(Saved data entries)
────────────────────

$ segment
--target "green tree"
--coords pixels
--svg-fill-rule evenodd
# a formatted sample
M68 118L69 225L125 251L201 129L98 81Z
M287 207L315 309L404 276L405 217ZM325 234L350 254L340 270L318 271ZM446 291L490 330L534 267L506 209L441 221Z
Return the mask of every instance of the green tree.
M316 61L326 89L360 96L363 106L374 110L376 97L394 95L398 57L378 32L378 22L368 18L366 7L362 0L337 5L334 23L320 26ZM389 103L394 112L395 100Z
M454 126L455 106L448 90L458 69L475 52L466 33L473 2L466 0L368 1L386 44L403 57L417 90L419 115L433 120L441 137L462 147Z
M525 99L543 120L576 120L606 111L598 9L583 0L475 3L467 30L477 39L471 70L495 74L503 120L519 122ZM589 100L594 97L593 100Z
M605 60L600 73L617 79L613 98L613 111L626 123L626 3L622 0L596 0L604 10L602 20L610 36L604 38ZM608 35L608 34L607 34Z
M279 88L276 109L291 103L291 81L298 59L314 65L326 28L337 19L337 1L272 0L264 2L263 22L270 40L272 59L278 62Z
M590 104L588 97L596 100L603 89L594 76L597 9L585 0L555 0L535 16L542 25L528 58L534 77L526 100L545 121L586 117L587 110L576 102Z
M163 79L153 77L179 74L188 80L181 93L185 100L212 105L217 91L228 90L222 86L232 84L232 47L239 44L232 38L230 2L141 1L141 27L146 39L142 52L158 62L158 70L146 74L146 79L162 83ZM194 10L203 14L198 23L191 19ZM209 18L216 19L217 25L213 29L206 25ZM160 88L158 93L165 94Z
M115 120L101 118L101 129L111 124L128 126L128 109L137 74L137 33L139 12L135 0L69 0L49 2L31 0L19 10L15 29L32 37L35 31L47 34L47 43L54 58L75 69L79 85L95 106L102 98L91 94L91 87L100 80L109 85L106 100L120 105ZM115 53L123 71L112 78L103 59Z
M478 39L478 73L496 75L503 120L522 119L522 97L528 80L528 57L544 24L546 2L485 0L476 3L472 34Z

────────────────────

→ **PROMPT**
Only the lines from the first line of the records through the one containing "M287 207L315 309L404" should be reproduced, exactly, with both of them included.

→ **ANSWER SECTION**
$ segment
--target "green tree"
--coords pixels
--svg-fill-rule evenodd
# a formatted sample
M68 118L69 225L125 251L201 129L98 81Z
M287 207L315 309L404 276L405 217ZM325 234L350 254L340 270L318 271ZM446 291L490 330L534 267L506 209L441 221Z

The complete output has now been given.